▶ [EXERCISE AIM] Rewrite only the part of the listing that runs from the line with "foliage, one point per instance." to the line with "[[583, 264], [579, 247], [582, 256]]", both lines included. Replace "stone" with "concrete" and keep everything else the same.

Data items
>>>

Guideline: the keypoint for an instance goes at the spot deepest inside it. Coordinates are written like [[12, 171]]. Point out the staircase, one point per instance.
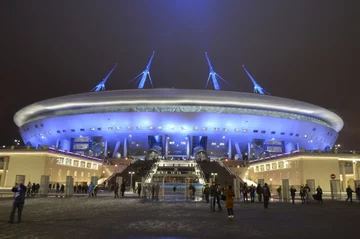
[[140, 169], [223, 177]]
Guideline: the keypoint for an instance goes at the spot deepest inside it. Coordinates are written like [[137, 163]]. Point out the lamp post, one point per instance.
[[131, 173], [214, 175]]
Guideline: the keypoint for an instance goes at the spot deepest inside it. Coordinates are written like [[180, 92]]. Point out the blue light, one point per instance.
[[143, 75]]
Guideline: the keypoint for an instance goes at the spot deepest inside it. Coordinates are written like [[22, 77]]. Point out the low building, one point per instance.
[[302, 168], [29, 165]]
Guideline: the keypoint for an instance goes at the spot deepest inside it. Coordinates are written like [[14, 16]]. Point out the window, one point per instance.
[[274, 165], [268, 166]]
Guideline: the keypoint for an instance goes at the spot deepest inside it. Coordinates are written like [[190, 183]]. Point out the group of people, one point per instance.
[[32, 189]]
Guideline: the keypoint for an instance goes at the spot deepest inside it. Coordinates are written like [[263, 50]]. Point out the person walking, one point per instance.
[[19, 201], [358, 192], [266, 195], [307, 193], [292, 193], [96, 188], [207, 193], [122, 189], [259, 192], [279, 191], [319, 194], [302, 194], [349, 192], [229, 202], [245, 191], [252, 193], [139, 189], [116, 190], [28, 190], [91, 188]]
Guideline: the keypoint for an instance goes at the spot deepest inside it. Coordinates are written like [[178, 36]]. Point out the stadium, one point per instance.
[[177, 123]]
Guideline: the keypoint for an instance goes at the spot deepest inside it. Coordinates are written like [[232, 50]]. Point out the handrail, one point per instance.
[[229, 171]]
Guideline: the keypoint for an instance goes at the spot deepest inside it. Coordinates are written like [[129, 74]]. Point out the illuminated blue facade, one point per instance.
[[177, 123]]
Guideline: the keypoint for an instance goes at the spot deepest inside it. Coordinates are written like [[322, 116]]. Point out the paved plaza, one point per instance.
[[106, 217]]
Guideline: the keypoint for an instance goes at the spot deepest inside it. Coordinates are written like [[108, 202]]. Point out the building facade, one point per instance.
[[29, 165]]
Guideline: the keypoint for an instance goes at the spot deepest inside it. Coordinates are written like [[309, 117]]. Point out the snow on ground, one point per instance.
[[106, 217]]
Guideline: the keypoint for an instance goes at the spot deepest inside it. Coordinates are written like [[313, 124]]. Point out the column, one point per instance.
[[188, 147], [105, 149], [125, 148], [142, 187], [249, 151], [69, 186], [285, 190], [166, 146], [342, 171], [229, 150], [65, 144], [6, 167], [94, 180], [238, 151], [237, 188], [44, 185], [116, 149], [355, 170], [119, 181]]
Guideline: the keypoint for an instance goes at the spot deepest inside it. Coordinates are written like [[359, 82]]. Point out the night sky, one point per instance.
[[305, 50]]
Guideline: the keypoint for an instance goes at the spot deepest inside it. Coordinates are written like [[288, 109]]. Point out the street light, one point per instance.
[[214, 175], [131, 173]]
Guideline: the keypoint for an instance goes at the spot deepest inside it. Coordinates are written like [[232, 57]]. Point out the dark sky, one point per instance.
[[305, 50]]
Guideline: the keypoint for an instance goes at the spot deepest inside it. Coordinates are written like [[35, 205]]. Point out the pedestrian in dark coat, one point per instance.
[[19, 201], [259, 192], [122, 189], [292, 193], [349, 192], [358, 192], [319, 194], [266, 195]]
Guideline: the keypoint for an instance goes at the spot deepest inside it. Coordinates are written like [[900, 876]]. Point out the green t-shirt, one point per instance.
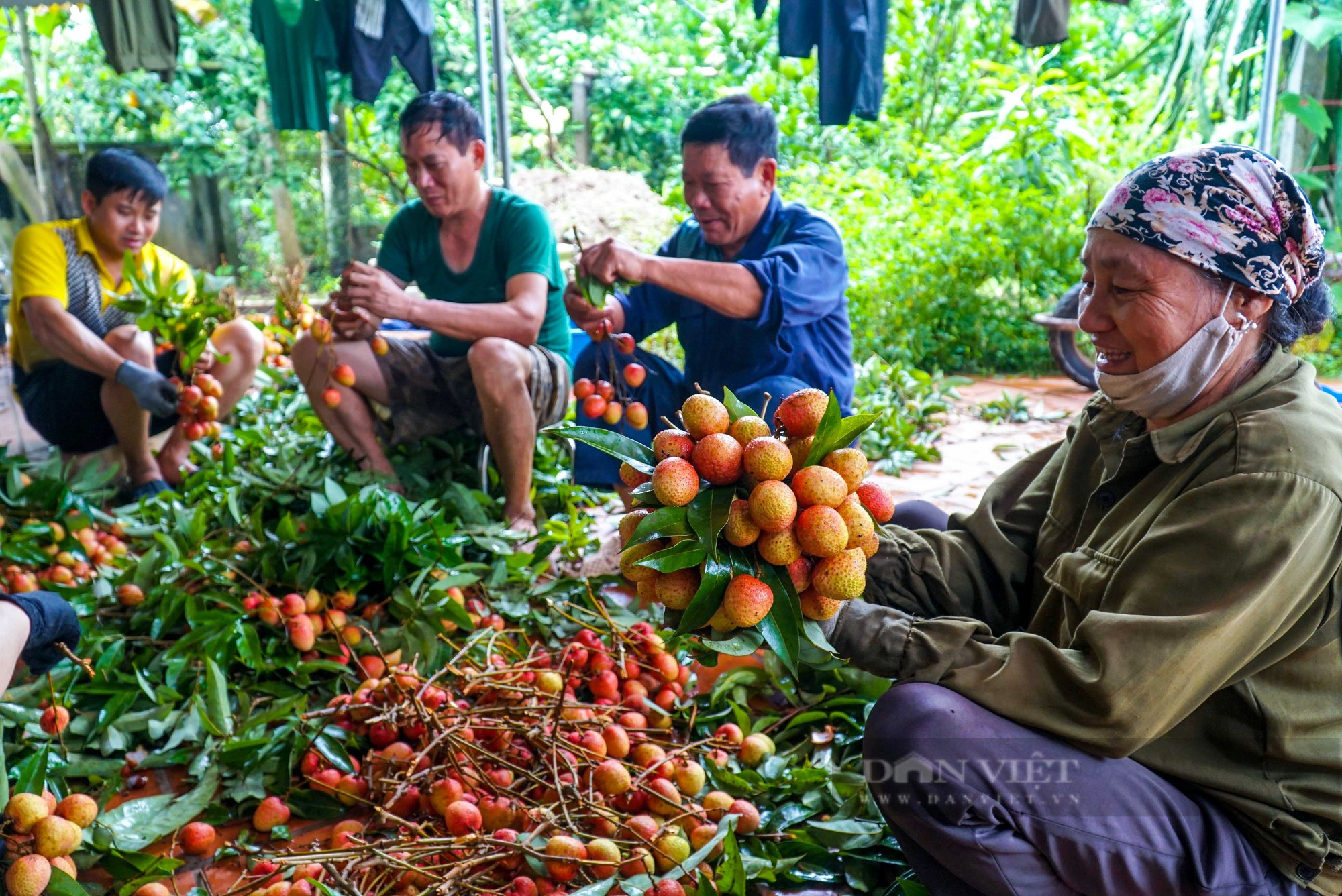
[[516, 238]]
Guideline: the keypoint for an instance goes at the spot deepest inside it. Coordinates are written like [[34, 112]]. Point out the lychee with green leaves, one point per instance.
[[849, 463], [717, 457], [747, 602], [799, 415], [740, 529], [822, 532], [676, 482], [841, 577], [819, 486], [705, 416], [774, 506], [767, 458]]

<<<
>>>

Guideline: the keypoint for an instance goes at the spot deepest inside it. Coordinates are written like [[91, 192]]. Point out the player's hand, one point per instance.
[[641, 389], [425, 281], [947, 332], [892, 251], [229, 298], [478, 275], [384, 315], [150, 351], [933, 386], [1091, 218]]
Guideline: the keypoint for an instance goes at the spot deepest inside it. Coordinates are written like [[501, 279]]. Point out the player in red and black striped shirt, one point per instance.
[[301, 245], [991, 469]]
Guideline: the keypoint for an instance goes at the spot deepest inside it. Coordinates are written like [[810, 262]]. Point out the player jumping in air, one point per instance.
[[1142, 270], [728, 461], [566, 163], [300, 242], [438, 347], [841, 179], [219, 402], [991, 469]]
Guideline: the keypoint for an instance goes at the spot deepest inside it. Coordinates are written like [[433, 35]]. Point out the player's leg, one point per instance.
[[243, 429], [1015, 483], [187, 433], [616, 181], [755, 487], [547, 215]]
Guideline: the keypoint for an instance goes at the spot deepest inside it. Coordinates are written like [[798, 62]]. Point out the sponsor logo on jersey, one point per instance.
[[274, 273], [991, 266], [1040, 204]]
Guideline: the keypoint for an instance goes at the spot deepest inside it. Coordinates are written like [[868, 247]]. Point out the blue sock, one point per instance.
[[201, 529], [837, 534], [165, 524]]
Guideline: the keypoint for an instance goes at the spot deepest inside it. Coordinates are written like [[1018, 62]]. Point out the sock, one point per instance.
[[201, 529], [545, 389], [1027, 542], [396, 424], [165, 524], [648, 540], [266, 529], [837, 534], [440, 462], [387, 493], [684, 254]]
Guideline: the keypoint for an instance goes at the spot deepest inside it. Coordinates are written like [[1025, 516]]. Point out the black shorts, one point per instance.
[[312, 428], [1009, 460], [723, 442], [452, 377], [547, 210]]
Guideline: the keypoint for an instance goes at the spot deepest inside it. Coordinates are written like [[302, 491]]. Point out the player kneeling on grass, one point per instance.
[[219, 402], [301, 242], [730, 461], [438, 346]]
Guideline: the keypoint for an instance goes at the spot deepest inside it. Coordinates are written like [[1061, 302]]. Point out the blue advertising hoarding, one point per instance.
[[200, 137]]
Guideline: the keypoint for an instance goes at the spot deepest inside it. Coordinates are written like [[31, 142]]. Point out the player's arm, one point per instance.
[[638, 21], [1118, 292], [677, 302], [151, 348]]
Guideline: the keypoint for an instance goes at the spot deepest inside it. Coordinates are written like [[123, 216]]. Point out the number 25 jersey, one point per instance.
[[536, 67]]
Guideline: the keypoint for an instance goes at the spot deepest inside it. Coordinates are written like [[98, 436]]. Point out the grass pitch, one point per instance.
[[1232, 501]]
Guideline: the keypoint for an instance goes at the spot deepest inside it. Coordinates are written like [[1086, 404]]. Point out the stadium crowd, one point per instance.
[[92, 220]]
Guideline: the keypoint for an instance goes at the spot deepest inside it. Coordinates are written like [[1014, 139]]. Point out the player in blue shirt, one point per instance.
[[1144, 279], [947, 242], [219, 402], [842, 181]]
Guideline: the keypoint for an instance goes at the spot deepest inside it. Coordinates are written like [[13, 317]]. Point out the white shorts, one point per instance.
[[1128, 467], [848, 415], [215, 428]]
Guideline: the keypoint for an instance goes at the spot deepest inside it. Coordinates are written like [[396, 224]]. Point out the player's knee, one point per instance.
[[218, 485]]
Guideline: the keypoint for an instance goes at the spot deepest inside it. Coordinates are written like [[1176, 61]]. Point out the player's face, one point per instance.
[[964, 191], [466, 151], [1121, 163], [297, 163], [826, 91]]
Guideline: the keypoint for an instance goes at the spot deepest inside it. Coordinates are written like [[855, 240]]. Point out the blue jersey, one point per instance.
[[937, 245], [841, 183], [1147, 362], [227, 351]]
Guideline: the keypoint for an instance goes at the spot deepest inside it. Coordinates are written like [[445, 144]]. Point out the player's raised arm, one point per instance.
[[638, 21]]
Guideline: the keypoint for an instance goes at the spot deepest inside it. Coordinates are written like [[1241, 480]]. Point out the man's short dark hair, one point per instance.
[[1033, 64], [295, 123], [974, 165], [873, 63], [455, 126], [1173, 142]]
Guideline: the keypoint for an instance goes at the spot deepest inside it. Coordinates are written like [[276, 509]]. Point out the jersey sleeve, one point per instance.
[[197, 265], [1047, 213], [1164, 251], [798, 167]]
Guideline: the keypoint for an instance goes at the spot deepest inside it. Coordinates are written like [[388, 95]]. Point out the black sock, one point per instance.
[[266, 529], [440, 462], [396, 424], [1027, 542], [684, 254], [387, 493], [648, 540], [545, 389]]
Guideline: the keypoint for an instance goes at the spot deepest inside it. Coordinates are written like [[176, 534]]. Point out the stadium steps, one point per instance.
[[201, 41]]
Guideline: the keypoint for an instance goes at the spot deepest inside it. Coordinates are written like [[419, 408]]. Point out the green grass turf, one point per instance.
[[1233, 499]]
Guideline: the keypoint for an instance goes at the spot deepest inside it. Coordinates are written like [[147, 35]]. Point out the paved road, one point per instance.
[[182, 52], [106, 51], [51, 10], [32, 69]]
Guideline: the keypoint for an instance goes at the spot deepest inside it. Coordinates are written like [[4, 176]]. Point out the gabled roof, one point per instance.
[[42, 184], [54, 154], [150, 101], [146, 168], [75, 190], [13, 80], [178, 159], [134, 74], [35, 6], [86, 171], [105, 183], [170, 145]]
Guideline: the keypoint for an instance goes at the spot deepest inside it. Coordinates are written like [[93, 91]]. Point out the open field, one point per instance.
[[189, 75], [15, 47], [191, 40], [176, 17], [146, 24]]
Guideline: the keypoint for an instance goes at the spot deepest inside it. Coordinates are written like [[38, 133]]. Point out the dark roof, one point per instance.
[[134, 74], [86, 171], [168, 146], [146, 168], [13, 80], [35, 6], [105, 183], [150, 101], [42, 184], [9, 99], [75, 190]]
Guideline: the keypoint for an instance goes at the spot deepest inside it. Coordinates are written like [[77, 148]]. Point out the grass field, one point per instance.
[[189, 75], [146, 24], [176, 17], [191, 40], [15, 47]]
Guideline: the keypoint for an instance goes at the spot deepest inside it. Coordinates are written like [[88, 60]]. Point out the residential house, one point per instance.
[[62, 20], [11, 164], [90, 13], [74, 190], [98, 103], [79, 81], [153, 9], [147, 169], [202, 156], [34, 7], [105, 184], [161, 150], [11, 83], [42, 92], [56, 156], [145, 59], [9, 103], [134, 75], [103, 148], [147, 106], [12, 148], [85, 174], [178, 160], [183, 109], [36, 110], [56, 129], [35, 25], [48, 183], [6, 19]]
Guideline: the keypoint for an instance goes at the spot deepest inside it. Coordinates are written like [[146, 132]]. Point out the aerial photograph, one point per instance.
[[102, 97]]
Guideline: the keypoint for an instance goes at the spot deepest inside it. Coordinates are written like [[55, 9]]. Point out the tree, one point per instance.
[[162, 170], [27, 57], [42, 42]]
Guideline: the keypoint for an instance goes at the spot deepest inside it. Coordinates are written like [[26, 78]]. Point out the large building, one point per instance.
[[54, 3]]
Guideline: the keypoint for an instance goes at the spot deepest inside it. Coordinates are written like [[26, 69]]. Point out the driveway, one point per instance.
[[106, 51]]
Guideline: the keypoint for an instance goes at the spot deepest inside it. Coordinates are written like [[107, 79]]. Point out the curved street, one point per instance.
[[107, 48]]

<<<
>>>

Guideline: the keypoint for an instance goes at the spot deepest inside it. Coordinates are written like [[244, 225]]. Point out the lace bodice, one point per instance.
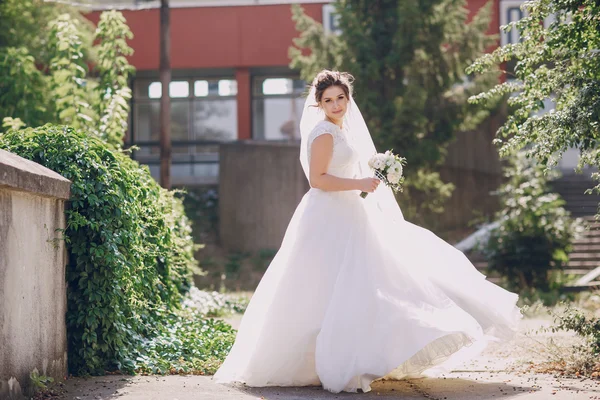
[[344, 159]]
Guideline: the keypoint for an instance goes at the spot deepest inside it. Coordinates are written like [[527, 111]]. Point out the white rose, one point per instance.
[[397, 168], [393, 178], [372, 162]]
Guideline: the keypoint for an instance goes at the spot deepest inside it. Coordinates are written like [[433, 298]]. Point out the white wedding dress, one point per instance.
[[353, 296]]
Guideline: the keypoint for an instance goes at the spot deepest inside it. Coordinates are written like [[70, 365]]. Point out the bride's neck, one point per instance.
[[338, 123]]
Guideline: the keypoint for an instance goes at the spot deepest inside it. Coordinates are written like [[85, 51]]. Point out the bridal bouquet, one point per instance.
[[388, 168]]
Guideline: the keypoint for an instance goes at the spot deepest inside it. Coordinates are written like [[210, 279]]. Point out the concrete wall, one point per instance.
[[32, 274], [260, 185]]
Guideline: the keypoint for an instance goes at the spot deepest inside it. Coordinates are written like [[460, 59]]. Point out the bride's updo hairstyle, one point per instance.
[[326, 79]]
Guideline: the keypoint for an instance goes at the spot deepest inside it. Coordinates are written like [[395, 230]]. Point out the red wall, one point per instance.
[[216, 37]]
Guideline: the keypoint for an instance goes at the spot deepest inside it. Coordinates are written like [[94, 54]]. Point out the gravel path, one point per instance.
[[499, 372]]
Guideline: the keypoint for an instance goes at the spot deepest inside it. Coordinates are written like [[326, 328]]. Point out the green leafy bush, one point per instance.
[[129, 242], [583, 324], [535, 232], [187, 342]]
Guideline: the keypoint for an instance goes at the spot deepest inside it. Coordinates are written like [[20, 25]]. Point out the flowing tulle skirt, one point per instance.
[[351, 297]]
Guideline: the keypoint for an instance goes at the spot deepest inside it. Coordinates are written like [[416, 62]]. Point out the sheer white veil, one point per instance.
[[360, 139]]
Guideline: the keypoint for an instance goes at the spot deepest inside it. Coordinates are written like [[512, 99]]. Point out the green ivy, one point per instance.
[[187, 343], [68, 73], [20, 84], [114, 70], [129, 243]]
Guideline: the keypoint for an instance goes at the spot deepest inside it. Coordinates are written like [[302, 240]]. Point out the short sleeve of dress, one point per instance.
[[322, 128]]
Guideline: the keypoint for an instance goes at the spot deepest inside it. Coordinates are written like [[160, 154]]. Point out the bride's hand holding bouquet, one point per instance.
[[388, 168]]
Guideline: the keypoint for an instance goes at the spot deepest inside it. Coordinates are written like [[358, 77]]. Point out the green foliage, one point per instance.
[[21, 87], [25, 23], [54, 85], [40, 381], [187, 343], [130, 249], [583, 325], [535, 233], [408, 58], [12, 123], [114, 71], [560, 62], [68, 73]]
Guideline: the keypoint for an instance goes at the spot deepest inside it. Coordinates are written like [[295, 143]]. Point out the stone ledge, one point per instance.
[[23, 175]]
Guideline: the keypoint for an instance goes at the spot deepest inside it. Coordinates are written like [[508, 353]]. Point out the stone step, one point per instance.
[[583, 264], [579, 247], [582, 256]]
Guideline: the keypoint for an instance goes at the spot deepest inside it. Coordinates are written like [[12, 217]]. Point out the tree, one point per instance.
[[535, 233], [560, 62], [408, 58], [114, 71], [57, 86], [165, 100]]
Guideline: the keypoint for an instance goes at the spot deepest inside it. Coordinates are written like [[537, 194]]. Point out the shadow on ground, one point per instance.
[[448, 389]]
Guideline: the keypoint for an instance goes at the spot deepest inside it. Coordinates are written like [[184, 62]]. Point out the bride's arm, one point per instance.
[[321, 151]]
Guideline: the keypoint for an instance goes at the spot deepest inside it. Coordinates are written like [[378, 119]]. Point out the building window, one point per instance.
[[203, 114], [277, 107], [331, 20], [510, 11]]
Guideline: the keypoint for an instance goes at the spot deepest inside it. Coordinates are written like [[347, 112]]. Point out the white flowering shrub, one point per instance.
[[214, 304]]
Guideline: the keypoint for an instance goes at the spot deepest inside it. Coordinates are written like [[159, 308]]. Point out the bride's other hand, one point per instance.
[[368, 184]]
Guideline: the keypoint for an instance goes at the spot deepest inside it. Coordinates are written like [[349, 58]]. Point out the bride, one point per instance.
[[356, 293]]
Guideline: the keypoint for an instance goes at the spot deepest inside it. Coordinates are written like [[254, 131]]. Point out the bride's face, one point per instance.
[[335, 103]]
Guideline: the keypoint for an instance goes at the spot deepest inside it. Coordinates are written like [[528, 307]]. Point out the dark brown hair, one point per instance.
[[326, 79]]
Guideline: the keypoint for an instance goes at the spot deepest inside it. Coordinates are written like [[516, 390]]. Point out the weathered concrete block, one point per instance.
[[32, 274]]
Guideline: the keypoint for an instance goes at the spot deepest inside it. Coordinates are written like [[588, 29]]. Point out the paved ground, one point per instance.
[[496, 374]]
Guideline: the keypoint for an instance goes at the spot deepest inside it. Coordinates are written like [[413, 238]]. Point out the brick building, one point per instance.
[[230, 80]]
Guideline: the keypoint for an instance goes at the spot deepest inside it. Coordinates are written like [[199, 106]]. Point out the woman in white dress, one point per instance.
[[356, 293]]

<<<

▶ [SOLVED PROBLEM]
Guideline: the keypoint for an instance goes at the spot deepest inside it. Coordinates are written like [[358, 77]]. Point out the green foliage, one point per instance.
[[21, 87], [25, 23], [54, 85], [40, 381], [187, 343], [130, 249], [583, 325], [535, 233], [408, 58], [12, 123], [114, 71], [560, 62], [68, 73]]
Guideline: the keypoint for an instance goes at the spot deepest inside it. Coordinates are written like [[295, 143]]. Point out the concrete ledge, one point per instance.
[[23, 175]]
Guideline: the keypoint for an instance goes at the spot deepest inside it. Coordinates are written like [[508, 353]]. Point out the concrete step, one point per instance.
[[583, 264], [579, 247], [582, 256]]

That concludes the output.